### 简短练习 A
找出下方记录中含有字符串“background”的每一行，并将这些行逐行抄出，匹配时区分大小写。

### 原文
::::

当遇到某人发来的文本內容内不是标准 utf-8 编码时,可以使用本程序来进行转换。

转换时遇到文本行尾使用了Windows专用的 CRLF 换行符时,也会将文本行尾统一更换为 LF。这样的好处是可以缩小文本文件的空间占用,并且可以保证该文件可以在基于Unix和Linux的操作系统以相同的格式显示。

encoding_line_ending_converter.py

#!/usr/bin/env python3
# -*- coding: utf-8 -*-

import argparse
import os


def main():
    parser = argparse.ArgumentParser(description='Text Encoding and Line Ending Converter')
    parser.add_argument('path', type=str, help='directory to be traversed and processed.')
    parser.add_argument('encoding', type=str, help='encoding of the text file.')
    parser.add_argument('-e', '--extensions', type=str, help='only process specified file extensions. use "|" as the separator, for example: ".txt|.log|.html"', default='')
    parser.add_argument('-q', '--quiet', action='store_true', help='do not output information during processing.')
    parser.add_argument("-v", "--verbose", action="store_true", help="increase output verbosity")
    args = parser.parse_args()

::::

### 所给记录
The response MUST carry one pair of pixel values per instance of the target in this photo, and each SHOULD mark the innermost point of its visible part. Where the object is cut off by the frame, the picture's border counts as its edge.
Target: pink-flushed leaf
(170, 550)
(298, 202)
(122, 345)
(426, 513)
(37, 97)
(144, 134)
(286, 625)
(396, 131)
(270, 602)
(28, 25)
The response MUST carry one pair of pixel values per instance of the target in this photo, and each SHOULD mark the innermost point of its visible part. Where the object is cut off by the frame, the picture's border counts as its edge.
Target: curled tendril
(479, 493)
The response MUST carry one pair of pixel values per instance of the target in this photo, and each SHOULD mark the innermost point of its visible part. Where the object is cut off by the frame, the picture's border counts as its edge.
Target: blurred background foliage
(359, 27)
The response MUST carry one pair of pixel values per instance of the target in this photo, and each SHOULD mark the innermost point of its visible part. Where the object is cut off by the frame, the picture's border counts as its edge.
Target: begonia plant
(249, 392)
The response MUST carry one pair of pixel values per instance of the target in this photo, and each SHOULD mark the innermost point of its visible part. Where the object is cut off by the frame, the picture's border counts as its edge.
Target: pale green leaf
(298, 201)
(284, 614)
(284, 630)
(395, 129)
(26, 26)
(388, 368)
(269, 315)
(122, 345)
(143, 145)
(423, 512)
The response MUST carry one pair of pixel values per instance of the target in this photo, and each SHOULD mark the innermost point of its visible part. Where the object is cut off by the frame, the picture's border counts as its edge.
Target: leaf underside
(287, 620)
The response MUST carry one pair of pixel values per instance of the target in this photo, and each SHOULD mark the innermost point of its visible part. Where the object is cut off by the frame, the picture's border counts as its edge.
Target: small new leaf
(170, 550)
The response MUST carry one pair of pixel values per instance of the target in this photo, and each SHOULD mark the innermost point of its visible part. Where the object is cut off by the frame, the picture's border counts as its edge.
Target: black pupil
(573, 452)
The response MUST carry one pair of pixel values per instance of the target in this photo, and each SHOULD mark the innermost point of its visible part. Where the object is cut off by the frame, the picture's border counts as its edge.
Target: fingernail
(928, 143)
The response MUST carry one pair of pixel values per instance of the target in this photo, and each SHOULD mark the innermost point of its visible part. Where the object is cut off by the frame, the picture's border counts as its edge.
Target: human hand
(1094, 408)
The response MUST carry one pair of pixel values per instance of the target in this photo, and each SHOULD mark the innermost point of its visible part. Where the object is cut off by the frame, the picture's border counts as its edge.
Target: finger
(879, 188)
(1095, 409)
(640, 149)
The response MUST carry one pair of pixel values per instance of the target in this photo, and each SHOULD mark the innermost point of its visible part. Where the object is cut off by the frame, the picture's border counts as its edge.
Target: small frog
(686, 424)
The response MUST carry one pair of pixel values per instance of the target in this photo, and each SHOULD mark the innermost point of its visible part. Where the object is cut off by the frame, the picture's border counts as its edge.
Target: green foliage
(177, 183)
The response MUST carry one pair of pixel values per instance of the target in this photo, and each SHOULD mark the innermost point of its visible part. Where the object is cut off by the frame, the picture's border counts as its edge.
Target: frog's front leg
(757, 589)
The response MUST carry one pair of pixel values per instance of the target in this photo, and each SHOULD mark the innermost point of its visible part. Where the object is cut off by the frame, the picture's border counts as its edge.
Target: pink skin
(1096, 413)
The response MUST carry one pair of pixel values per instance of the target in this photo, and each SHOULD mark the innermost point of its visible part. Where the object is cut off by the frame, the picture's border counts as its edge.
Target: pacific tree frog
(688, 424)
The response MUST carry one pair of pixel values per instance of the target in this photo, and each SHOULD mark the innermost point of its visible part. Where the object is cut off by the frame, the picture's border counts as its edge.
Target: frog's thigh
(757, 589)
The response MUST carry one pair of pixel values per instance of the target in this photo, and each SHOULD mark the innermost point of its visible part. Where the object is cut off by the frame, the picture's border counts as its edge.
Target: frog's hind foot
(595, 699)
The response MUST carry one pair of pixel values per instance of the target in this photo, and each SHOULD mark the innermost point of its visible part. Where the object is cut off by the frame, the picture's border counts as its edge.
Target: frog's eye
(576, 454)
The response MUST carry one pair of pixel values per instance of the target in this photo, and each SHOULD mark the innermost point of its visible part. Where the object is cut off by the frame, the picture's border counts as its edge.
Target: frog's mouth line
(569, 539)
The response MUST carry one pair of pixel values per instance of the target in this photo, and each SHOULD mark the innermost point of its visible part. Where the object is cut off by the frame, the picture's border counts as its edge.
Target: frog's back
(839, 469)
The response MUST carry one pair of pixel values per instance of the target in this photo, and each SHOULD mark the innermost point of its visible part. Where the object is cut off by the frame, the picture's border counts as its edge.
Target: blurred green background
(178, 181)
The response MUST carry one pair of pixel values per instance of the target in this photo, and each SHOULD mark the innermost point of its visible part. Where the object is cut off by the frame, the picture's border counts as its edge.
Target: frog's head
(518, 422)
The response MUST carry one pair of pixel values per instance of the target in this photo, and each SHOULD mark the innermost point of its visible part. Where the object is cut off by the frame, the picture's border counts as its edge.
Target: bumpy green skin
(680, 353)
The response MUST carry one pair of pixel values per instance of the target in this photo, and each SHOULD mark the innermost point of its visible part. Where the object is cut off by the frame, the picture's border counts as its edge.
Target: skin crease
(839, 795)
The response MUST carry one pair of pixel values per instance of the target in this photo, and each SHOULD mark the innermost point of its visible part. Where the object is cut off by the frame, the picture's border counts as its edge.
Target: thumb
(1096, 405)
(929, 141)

::::

### 简短练习 B
将上面的原文完整复制一遍，一字不改。

### 参考答案 A
Target: blurred background foliage
Target: blurred green background

### 参考答案 B
当遇到某人发来的文本內容内不是标准 utf-8 编码时,可以使用本程序来进行转换。

转换时遇到文本行尾使用了Windows专用的 CRLF 换行符时,也会将文本行尾统一更换为 LF。这样的好处是可以缩小文本文件的空间占用,并且可以保证该文件可以在基于Unix和Linux的操作系统以相同的格式显示。

encoding_line_ending_converter.py

#!/usr/bin/env python3
# -*- coding: utf-8 -*-

import argparse
import os


def main():
    parser = argparse.ArgumentParser(description='Text Encoding and Line Ending Converter')
    parser.add_argument('path', type=str, help='directory to be traversed and processed.')
    parser.add_argument('encoding', type=str, help='encoding of the text file.')
    parser.add_argument('-e', '--extensions', type=str, help='only process specified file extensions. use "|" as the separator, for example: ".txt|.log|.html"', default='')
    parser.add_argument('-q', '--quiet', action='store_true', help='do not output information during processing.')
    parser.add_argument("-v", "--verbose", action="store_true", help="increase output verbosity")
    args = parser.parse_args()